━━ Stored records ━━
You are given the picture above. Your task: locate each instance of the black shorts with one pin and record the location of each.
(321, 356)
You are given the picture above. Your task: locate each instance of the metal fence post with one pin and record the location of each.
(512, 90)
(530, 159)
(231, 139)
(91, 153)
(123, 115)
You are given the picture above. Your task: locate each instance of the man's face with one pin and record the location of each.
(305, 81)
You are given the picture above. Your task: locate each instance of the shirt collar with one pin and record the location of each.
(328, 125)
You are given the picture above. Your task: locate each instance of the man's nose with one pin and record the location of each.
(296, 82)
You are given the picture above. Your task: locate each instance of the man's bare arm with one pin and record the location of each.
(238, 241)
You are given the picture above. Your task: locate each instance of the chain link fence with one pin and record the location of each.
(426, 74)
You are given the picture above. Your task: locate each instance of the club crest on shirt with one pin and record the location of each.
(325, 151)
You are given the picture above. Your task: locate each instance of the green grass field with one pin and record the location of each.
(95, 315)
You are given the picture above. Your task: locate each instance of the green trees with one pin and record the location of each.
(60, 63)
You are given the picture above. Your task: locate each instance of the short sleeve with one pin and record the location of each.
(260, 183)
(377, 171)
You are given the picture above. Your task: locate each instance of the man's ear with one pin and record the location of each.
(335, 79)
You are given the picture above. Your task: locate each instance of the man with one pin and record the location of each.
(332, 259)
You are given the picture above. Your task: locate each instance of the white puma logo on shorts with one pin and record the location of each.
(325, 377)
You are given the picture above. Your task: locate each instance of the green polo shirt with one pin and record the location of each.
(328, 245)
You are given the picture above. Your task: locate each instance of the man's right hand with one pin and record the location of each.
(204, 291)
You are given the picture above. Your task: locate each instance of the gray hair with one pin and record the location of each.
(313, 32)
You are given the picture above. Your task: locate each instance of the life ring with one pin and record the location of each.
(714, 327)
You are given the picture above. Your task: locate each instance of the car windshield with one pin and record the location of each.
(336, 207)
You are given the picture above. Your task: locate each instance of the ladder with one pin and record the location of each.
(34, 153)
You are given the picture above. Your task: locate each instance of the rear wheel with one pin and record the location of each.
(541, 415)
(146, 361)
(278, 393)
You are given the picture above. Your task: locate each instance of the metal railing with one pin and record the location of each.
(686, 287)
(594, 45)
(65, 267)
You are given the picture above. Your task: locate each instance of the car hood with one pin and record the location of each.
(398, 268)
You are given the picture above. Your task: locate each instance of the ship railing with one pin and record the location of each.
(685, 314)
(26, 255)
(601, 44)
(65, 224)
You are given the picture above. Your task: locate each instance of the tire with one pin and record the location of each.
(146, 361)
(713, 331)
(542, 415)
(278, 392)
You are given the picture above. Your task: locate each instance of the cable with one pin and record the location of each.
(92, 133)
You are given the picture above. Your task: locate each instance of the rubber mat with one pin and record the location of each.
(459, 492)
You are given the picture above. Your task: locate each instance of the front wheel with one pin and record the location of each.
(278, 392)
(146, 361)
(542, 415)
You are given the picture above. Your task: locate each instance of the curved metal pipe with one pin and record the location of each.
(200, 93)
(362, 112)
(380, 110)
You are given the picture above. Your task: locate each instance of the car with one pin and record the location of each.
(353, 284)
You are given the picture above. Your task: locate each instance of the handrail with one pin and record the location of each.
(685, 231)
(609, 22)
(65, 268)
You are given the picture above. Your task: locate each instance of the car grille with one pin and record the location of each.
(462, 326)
━━━
### [Problem to work on]
Reproduce verbatim the lines of the records that begin with the line containing "of the handrail" and continue through the end of the records, both ends included.

### [Solved problem]
You are given the picture above. Your task: locate each instance of the handrail with one pin and record the location of each.
(685, 231)
(609, 22)
(65, 268)
You are given the picture above. Your task: locate each instance of the car grille with one pin and record the location of each.
(462, 326)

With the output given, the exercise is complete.